### WHAT YOU HAVE TO DO
All lines from the one containing "Return one point per instance of the river water" through the end of the entries below should appear in the answer exactly, with no others.

### DATA SUPPLIED
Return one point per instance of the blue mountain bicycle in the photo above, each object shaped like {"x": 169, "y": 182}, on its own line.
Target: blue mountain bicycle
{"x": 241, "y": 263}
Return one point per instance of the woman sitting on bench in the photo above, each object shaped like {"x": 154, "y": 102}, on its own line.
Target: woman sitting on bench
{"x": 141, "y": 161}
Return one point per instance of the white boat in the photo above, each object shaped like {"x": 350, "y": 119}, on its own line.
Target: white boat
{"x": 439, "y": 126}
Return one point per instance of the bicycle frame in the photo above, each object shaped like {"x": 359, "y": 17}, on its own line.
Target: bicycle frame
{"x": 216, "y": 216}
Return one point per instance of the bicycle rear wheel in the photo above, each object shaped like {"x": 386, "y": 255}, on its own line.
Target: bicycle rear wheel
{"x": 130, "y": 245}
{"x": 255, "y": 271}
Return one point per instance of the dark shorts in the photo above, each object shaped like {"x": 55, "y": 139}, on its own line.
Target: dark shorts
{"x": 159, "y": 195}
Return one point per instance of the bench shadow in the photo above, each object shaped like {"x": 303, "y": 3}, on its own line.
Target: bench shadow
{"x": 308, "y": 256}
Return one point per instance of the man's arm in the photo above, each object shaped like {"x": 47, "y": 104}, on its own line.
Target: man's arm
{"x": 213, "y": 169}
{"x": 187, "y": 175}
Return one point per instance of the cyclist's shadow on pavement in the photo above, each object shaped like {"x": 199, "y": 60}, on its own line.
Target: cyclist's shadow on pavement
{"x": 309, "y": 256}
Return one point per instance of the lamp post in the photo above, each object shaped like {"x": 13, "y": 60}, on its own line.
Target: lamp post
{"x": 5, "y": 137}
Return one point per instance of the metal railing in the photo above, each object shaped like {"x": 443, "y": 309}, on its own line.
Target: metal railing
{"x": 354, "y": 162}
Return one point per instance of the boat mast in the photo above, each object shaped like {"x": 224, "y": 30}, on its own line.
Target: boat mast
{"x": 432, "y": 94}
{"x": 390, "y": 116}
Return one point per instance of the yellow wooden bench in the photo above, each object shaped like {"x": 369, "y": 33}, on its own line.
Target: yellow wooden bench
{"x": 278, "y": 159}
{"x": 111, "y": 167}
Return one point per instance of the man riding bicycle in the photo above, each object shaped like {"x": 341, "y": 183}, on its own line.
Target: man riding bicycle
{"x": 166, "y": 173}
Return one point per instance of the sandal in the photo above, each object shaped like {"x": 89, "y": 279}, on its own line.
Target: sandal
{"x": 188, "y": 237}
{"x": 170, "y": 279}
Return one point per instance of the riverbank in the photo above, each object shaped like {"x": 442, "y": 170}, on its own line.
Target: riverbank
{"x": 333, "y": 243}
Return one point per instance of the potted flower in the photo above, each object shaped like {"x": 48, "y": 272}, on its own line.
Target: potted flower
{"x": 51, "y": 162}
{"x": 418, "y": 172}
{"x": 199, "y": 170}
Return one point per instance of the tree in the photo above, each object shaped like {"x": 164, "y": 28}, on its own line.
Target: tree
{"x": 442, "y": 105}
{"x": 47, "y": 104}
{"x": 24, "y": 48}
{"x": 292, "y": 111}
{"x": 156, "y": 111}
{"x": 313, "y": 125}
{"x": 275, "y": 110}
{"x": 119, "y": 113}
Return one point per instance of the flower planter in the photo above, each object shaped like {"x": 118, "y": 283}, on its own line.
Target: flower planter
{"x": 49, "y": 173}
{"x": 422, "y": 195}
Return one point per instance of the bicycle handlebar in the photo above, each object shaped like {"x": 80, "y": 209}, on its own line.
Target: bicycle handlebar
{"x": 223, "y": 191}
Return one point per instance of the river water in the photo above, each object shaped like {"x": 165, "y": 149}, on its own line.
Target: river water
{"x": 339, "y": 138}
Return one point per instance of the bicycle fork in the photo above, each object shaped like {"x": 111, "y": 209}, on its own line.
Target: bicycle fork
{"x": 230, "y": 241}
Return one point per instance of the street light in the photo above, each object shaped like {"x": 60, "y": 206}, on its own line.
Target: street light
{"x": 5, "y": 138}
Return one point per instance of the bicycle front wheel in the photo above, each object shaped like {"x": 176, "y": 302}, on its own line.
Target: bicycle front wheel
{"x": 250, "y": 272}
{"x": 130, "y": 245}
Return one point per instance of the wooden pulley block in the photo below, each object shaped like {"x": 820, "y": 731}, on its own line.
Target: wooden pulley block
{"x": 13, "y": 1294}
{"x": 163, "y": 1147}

### PROBLEM SOLUTION
Return one point per instance of the river water in the photo above, each object shaped like {"x": 165, "y": 149}, on its own line.
Target: river water
{"x": 339, "y": 138}
Return one point per instance of the bicycle fork in the photo above, each object shaped like {"x": 111, "y": 209}, on its own line.
Target: bicycle fork
{"x": 230, "y": 241}
Return one point per instance of the street light in the photo above, each object shaped like {"x": 60, "y": 206}, on its own line.
Target: street light
{"x": 5, "y": 138}
Return one point per instance of the bicycle front wheel in the photo above, each object shaped like {"x": 176, "y": 302}, on its own line.
Target: bicycle front wheel
{"x": 250, "y": 272}
{"x": 130, "y": 245}
Return one point per instance of the wooden pulley block in the photo below, each object shaped like {"x": 820, "y": 731}, on its own line.
Target: wooden pulley block
{"x": 13, "y": 1294}
{"x": 163, "y": 1147}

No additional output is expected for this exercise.